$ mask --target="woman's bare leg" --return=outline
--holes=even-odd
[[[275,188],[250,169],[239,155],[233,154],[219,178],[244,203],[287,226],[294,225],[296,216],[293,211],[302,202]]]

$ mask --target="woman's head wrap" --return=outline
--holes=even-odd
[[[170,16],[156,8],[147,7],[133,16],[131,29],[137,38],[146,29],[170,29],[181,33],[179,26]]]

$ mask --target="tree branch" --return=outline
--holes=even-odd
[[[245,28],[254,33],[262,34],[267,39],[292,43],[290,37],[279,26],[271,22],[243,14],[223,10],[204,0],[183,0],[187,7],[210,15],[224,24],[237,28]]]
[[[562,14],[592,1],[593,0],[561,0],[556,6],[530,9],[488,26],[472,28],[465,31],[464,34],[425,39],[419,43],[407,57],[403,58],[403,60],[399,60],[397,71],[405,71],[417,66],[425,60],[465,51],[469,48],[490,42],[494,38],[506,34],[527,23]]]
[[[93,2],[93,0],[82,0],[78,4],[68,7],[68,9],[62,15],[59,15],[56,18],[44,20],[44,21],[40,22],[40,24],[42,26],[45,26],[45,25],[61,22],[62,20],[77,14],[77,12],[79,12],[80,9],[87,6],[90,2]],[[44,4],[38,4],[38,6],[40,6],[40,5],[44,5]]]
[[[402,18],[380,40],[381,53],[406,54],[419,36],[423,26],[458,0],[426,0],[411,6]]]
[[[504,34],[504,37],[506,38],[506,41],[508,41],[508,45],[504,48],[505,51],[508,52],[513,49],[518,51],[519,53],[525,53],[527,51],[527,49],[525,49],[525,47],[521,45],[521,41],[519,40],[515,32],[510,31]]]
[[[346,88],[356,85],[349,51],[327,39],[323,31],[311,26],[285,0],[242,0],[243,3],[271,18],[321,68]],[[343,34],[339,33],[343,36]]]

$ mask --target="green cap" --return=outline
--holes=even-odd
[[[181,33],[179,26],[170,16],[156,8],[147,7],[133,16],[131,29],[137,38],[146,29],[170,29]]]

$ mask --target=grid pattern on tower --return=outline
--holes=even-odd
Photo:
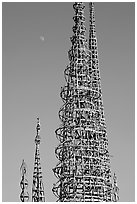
☆ ☆ ☆ ☆
Exercise goal>
Among the lines of the listing above, count those that include "return" and give only the total.

Exercise output>
5